▼
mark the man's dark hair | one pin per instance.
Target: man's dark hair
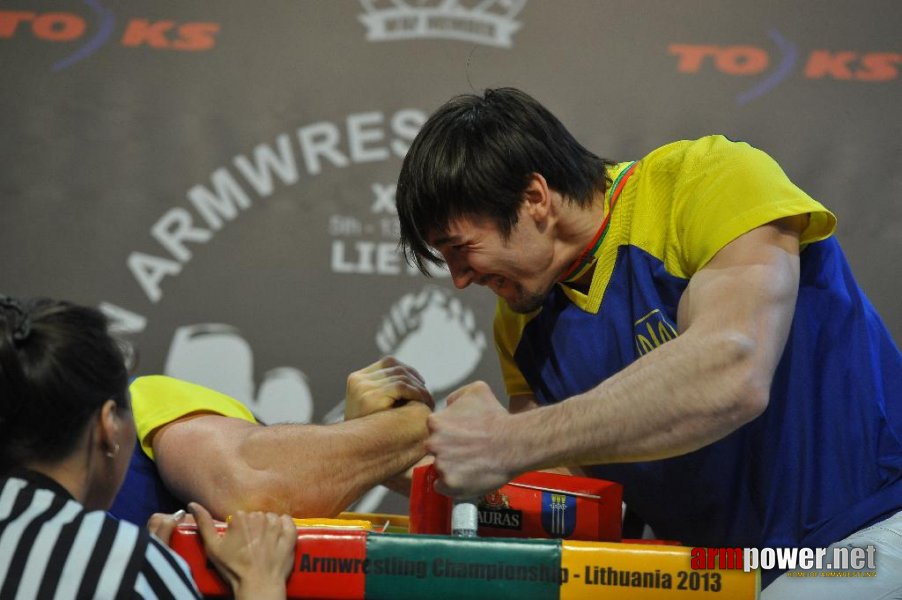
(58, 365)
(473, 158)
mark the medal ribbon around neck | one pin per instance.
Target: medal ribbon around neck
(587, 256)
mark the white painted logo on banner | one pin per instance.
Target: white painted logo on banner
(433, 332)
(216, 356)
(488, 22)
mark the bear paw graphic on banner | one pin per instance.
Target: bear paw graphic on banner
(433, 332)
(218, 357)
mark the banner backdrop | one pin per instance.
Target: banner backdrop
(219, 176)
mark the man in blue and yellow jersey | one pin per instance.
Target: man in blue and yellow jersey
(685, 324)
(196, 444)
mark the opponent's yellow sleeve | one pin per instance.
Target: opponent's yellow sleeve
(158, 400)
(731, 189)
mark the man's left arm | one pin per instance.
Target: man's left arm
(734, 318)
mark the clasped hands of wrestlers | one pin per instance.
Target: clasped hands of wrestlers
(461, 436)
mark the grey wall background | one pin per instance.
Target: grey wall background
(239, 158)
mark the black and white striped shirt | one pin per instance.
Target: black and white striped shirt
(51, 547)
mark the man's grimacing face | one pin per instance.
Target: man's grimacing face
(516, 269)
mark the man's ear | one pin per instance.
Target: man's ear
(537, 197)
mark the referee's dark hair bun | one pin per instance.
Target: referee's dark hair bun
(58, 365)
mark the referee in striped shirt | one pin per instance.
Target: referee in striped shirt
(66, 434)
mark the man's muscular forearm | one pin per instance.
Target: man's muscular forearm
(302, 470)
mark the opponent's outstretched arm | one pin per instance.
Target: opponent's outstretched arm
(304, 470)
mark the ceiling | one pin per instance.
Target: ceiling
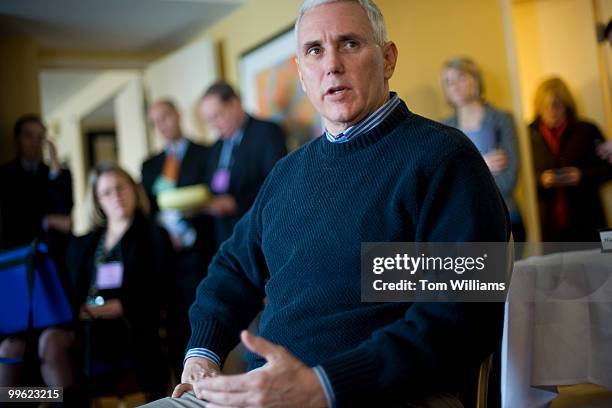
(111, 26)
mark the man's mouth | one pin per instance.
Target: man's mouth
(335, 90)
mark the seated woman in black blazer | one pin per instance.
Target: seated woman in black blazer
(119, 271)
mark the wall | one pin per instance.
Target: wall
(557, 37)
(254, 22)
(427, 33)
(18, 87)
(182, 76)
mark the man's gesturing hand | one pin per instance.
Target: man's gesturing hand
(283, 382)
(195, 369)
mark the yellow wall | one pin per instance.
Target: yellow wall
(429, 32)
(18, 87)
(557, 37)
(426, 33)
(254, 22)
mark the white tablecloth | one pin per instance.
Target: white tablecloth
(558, 326)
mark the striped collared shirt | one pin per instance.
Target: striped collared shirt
(368, 123)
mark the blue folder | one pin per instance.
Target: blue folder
(31, 294)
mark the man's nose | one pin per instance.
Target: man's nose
(333, 62)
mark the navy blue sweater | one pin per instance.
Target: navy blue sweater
(409, 179)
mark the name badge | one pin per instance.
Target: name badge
(220, 181)
(605, 236)
(110, 275)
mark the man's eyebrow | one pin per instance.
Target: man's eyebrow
(339, 37)
(309, 44)
(351, 36)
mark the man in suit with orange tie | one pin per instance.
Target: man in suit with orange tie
(182, 163)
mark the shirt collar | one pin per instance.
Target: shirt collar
(367, 124)
(179, 148)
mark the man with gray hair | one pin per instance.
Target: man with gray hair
(379, 173)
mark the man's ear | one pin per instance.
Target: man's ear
(390, 54)
(297, 64)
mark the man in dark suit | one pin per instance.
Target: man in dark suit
(181, 163)
(241, 159)
(35, 198)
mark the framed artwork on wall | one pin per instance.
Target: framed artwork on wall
(271, 89)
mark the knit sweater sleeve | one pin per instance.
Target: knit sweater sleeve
(232, 294)
(432, 347)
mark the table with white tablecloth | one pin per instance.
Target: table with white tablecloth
(558, 326)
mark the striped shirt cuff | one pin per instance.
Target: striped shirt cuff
(326, 385)
(203, 353)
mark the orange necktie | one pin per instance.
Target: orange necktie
(171, 167)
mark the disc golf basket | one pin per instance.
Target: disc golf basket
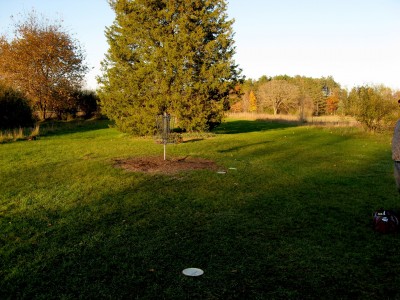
(165, 123)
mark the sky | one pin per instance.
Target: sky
(357, 42)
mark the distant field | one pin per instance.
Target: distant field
(310, 120)
(290, 218)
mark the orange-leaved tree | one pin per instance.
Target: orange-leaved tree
(43, 62)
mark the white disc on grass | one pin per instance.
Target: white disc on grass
(193, 272)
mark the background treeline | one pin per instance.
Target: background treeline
(375, 107)
(17, 111)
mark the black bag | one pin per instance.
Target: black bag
(385, 221)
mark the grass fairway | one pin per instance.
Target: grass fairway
(291, 221)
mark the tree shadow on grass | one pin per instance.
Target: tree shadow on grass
(58, 128)
(245, 126)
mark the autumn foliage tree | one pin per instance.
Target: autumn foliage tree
(43, 62)
(168, 56)
(279, 94)
(252, 102)
(373, 106)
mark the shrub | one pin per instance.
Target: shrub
(87, 102)
(15, 111)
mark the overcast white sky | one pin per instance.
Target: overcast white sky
(355, 41)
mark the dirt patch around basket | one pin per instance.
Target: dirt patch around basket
(169, 166)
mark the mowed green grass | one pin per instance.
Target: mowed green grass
(290, 220)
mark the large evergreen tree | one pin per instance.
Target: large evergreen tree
(171, 56)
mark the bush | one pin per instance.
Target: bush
(15, 111)
(87, 102)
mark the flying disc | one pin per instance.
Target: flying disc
(193, 272)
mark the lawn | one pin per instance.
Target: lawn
(290, 218)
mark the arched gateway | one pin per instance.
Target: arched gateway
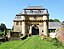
(32, 20)
(35, 30)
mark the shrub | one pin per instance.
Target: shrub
(56, 42)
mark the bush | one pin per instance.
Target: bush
(1, 34)
(56, 42)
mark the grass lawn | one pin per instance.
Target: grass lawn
(33, 42)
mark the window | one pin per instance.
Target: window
(35, 17)
(17, 23)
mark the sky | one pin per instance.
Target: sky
(9, 9)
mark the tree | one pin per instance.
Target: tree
(56, 20)
(2, 27)
(51, 20)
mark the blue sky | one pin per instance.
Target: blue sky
(9, 8)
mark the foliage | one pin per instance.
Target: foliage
(33, 42)
(2, 27)
(55, 20)
(56, 42)
(1, 33)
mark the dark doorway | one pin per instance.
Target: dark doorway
(35, 30)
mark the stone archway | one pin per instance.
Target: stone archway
(35, 30)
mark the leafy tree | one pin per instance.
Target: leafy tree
(51, 20)
(2, 27)
(56, 20)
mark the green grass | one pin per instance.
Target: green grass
(33, 42)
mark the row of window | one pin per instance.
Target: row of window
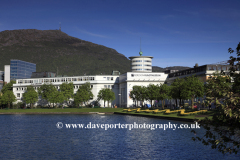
▲
Exercise directions: When you output the entries, keep each line exactly as it is and leave out any pictures.

Response to the exercise:
mark the man's dark hair | one pin per instance.
Target: man's dark hair
(58, 365)
(473, 158)
mark the medal ribbon around neck | one pin per instance.
Target: medal ribbon around neck
(587, 256)
mark the white painted logo on banner | one pin per instance.
Target: white painted logo on banner
(433, 332)
(216, 356)
(488, 22)
mark the bear paw graphic on banner | one pin per instance.
Target: bear paw graphic on banner
(433, 332)
(218, 357)
mark the banner backdrop | one pin per instance.
Target: banner backdrop
(219, 176)
mark the man in blue and yellow jersey | one pin per instance.
Target: man in blue and yellow jersey
(685, 324)
(196, 444)
mark the opponent's yellow sleeve | one pin per instance.
Target: opponent's yellow sleeve
(158, 400)
(731, 189)
mark the man's left arm | one pin per instance.
Target: man's left arm
(734, 318)
mark the clasped hands of wrestlers | one pin per instance.
Target: clasped hands of wrestlers
(461, 436)
mark the grey wall background | one pin per instance.
Target: grey wall background
(239, 158)
mark the black and white striped shirt | one pin per instance.
Target: black and white striped shirt
(51, 547)
mark the man's grimacing face | one pin per instance.
Target: man's grimacing face
(516, 269)
mark the man's ear | one pin per instance.
Target: man's ear
(537, 197)
mark the referee's dark hair bun | one pin per instance.
Target: referee's dark hair bun
(58, 365)
mark the referee in striped shirt | one pin per instance.
Target: referee in striped shirt
(66, 434)
mark the man's muscular forearm | one pin per instance.
Target: man's muscular forearm
(302, 470)
mark the opponent's outstretched arm | one pin per instance.
Target: opponent's outstretched arm
(304, 470)
mark the ceiling | one pin per instance.
Target: ceiling
(111, 26)
mark the man's mouth | one pin per instance.
Target: man's mouth
(335, 90)
mark the seated woman in black blazer | one pin per instance.
Target: seated woman in black blazer
(119, 271)
mark the wall | one pin per instance.
Target: wall
(557, 37)
(254, 22)
(427, 33)
(18, 87)
(182, 76)
mark the man's gesturing hand | one pin per instance.
Target: man's gesturing hand
(283, 382)
(195, 369)
mark the yellow wall | one pin per instance.
Target: yellow wall
(429, 32)
(18, 87)
(557, 37)
(426, 33)
(254, 22)
mark the white tablecloth | one pin per instance.
Target: white tablecloth
(558, 326)
mark the striped collared shirt | one pin per instance.
Target: striped collared shirt
(368, 123)
mark the blue folder | one pin per instance.
Target: blue folder
(31, 294)
mark the man's nose | one pin per instance.
Target: man's nose
(333, 62)
mark the navy blue sweater | one pin per instance.
Target: navy blue sweater
(409, 179)
mark the name badge | one pin per instance.
Target: name badge
(220, 181)
(605, 236)
(110, 275)
mark the man's eyebrow | one pin per instance.
Target: man's eyebrow
(339, 37)
(309, 44)
(351, 36)
mark the man in suit with orange tie | one pin per instance.
Target: man in suit with orange tie
(182, 163)
mark the shirt collar | one pin per instance.
Target: shirt collar
(367, 124)
(179, 148)
mark the man with gray hair | one pin per instance.
Target: man with gray hair
(379, 173)
mark the man's ear | one pin per instance.
Target: man's ear
(390, 54)
(297, 64)
mark the man in dark suit | one pin per instance.
Target: man in dark suit
(181, 163)
(241, 159)
(35, 198)
mark the framed artwork on wall | one pin per instance.
Target: framed artwork on wall
(271, 89)
mark the knit sweater sleeve | one pin per instance.
Target: knit sweater sleeve
(232, 294)
(432, 347)
mark the table with white tablecloth | one pin per instance.
Target: table with white tablecloth
(558, 326)
mark the striped shirt cuff | one pin per instance.
Target: striped shirt cuff
(326, 385)
(203, 353)
mark the orange necktie | one pin per instance.
Target: orange necktie
(171, 167)
mark the disc golf basket | one pin per instance.
Target: disc golf basket
(165, 123)
mark the sky | one pin per instance.
Target: sky
(357, 42)
mark the distant field | one pin per instance.
Target: distant field
(310, 120)
(290, 218)
mark the orange-leaved tree | one pin per instance.
Target: orange-leaved tree
(43, 62)
mark the white disc on grass | one pin per instance.
Target: white disc on grass
(193, 272)
mark the background treeline | one pin per instance.
Target: background treeline
(375, 107)
(17, 111)
mark the black bag | one pin per instance.
Target: black bag
(385, 221)
mark the grass fairway | one pin per instance.
Target: grass fairway
(291, 221)
mark the tree shadow on grass | one pin per instance.
Target: tree shadow on grass
(58, 128)
(245, 126)
mark the autumn foliage tree | one pin per instance.
Target: autumn foliage tree
(43, 62)
(168, 56)
(279, 94)
(252, 102)
(373, 106)
mark the shrub | one pin per instance.
Target: shrub
(87, 102)
(15, 111)
mark the overcast white sky | one pin per instance.
Target: overcast white sky
(355, 41)
mark the dirt patch around basket | one pin per instance.
Target: dirt patch around basket
(169, 166)
mark the mowed green grass | one pin per instance.
Target: mowed green grass
(290, 220)
mark the large evergreen tree | one pin per instance.
Target: large evergreen tree
(171, 56)
mark the bush | one pin per instance.
Target: bush
(15, 111)
(87, 102)
mark the flying disc | one pin per instance.
Target: flying disc
(193, 272)
mark the lawn | one pin per instance.
Target: lawn
(290, 218)
mark the arched gateway | one pin per instance.
Target: arched gateway
(32, 20)
(35, 30)
mark the shrub | one pin per instance.
Target: shrub
(56, 42)
mark the bush | one pin per instance.
Target: bush
(1, 34)
(56, 42)
mark the grass lawn | one pin per instance.
Target: grass lawn
(33, 42)
mark the window | one pin per instance.
Target: window
(35, 17)
(17, 23)
mark the sky | one pin per instance.
Target: sky
(9, 9)
mark the tree | one pin per instance.
Target: tree
(56, 20)
(2, 27)
(51, 20)
mark the blue sky | one pin per instance.
Target: blue sky
(9, 8)
mark the foliage | one pin per instance.
Target: foliage
(33, 42)
(2, 27)
(55, 20)
(56, 42)
(1, 33)
mark the dark doorway | one pin per instance.
Target: dark doorway
(35, 30)
mark the stone archway | one pin per instance.
Target: stone archway
(35, 30)
mark the leafy tree | one pin per instance.
Target: leafy tree
(51, 20)
(2, 27)
(56, 20)
mark the green grass | one pin per instance.
Target: green grass
(33, 42)
mark the row of window | one pin per instance.
Target: row of window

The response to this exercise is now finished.